> **Text segment**:
Many patients with fever, cold and breathing problems – which are also COVID-19 symptoms – have gone untreated as the hospitals in Dhaka are sending them to the IEDCR for coronavirus test. But the agency says the test is available for only returnees or their close contacts.
Published : 19 Mar 2020, 03:56 AM
Shahani Khatun took her 14-year-old son to the Institute of Epidemiology, Disease Control and Research on Wednesday for the coronavirus test as prescribed by the doctors for outpatients at the Shaheed Suhrawardy Medical College Hospital.
“They [doctors] insisted that there would be no need for writing about the test in the prescription. They said the test would be conducted here whenever we come. But the people here [IEDCR] say they don’t conduct the test,” a confused Shahani said.
‘Ubaidul’, an employee of a firm at Banani, said doctors at the Dhaka Medical College Hospital had sent him to Kurmitola General Hospital for coronavirus test.

> **Provided information**:

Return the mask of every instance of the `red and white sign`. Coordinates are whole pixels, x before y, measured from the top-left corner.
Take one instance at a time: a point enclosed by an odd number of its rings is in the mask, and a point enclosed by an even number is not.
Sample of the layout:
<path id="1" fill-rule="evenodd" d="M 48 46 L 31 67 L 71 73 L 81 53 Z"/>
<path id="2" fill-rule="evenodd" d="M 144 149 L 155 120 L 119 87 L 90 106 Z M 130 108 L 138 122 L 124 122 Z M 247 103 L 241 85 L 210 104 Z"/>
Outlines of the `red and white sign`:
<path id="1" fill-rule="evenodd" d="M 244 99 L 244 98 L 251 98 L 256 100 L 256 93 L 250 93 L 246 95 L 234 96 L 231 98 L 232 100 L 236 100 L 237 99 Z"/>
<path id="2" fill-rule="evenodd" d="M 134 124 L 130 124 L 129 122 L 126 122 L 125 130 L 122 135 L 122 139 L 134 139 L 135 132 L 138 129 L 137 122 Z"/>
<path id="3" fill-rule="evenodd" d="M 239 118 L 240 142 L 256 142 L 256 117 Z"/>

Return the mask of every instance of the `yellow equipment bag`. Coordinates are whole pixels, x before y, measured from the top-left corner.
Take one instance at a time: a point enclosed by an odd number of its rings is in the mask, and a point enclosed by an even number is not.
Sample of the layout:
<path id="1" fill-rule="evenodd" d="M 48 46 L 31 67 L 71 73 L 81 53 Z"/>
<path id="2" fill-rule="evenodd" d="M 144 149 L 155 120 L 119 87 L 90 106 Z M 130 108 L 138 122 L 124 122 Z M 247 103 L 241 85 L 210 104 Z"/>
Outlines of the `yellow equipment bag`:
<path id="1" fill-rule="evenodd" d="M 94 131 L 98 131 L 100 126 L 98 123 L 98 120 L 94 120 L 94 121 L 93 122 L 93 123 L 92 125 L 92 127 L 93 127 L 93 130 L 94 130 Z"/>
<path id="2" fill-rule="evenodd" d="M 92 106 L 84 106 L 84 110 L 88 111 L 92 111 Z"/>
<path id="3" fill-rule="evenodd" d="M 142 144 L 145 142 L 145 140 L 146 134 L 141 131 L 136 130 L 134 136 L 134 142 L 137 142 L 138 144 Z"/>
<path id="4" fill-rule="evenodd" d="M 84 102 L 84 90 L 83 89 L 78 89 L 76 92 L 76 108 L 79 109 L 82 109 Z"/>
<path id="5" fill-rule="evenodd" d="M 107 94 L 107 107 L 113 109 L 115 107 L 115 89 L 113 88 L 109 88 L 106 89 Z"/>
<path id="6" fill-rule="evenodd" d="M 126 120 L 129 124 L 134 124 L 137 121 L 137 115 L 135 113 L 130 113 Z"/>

...

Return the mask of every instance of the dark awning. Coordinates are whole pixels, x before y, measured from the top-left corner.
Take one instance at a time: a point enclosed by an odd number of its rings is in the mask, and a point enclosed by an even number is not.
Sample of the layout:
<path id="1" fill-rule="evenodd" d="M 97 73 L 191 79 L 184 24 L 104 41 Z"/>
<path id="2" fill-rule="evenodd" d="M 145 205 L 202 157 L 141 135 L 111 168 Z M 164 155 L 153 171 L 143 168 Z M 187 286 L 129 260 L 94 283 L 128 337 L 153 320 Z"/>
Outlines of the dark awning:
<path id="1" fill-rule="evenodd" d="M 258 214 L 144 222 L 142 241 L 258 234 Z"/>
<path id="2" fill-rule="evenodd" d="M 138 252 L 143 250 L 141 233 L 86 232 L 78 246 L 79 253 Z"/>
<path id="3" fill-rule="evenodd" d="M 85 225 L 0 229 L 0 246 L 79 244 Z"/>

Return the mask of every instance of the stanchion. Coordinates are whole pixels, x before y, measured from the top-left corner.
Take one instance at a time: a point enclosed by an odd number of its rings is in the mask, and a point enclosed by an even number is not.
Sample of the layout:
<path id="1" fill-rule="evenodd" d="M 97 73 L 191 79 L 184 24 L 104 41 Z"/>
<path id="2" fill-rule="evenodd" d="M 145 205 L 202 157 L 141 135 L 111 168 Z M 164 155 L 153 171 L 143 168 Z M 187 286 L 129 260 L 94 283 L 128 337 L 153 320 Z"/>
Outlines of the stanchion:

---

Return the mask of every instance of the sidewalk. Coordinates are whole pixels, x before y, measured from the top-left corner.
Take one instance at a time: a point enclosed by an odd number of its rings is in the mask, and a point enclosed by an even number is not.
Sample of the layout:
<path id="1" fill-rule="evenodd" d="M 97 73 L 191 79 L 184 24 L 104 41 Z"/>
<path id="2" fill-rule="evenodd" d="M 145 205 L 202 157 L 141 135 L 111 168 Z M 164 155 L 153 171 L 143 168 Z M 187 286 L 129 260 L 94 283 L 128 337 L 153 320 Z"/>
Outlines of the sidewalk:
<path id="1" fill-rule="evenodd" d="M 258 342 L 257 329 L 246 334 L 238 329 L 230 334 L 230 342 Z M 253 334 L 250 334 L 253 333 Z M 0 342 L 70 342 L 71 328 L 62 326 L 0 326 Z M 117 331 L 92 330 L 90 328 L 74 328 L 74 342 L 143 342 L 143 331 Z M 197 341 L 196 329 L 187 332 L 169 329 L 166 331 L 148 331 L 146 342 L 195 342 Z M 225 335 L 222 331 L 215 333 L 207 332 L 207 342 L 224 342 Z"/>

> **Exercises to complete**:
a) From the report on coronavirus testing in Dhaka, write out the passage between "Many patients with" and "Medical College Hospital.", inclusive.
b) Answer these questions using the report on coronavirus testing in Dhaka:
(i) How old was Shahani Khatun's son?
(ii) To which hospital did doctors at the Dhaka Medical College Hospital send 'Ubaidul'?
(iii) According to the agency, the test is available only for whom?

> **Solutions by task**:
a)
Many patients with fever, cold and breathing problems – which are also COVID-19 symptoms – have gone untreated as the hospitals in Dhaka are sending them to the IEDCR for coronavirus test. But the agency says the test is available for only returnees or their close contacts.
Published : 19 Mar 2020, 03:56 AM
Shahani Khatun took her 14-year-old son to the Institute of Epidemiology, Disease Control and Research on Wednesday for the coronavirus test as prescribed by the doctors for outpatients at the Shaheed Suhrawardy Medical College Hospital.

b)
(i) 14 years old
(ii) Kurmitola General Hospital
(iii) Returnees or their close contacts